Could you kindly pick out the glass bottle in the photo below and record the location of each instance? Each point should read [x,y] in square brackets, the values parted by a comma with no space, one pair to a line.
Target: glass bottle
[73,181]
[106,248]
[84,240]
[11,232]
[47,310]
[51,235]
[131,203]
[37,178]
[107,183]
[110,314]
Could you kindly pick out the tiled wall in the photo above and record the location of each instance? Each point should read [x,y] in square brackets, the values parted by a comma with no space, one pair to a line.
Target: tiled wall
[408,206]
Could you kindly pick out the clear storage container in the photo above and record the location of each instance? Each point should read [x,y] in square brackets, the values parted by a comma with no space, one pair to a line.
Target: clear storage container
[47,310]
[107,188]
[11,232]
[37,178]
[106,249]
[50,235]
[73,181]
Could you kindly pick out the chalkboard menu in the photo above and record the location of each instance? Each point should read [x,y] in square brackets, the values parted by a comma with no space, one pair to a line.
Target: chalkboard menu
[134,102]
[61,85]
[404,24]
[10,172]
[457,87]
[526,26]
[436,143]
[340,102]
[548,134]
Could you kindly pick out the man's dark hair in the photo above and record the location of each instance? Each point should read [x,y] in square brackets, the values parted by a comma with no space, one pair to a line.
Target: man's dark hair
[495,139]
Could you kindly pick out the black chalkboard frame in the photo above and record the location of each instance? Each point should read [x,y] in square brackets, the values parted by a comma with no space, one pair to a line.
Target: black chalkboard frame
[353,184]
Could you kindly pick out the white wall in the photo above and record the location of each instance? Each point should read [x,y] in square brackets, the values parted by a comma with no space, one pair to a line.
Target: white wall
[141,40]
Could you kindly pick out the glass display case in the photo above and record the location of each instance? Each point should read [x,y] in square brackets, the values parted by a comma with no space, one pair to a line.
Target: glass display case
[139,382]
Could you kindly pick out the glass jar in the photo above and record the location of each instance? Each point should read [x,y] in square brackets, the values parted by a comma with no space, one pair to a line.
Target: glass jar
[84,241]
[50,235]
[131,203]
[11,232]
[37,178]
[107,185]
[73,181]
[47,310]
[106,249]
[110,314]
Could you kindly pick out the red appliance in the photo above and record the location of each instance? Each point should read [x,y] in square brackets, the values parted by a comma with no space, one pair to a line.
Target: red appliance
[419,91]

- - -

指定任务: 请把上方记录中从包含“Could you kindly pick out the black”的那一行起、到包含“Target: black chalkboard frame”的那一行止的部分逐字重新输入一遍，首尾两行都要包括在内。

任务结果:
Could you kindly pick out the black chalkboard frame in the photo above and record the location of each instance? Each point should read [x,y] in square brackets, the values parted by a comma with no space, one pair to a line.
Target: black chalkboard frame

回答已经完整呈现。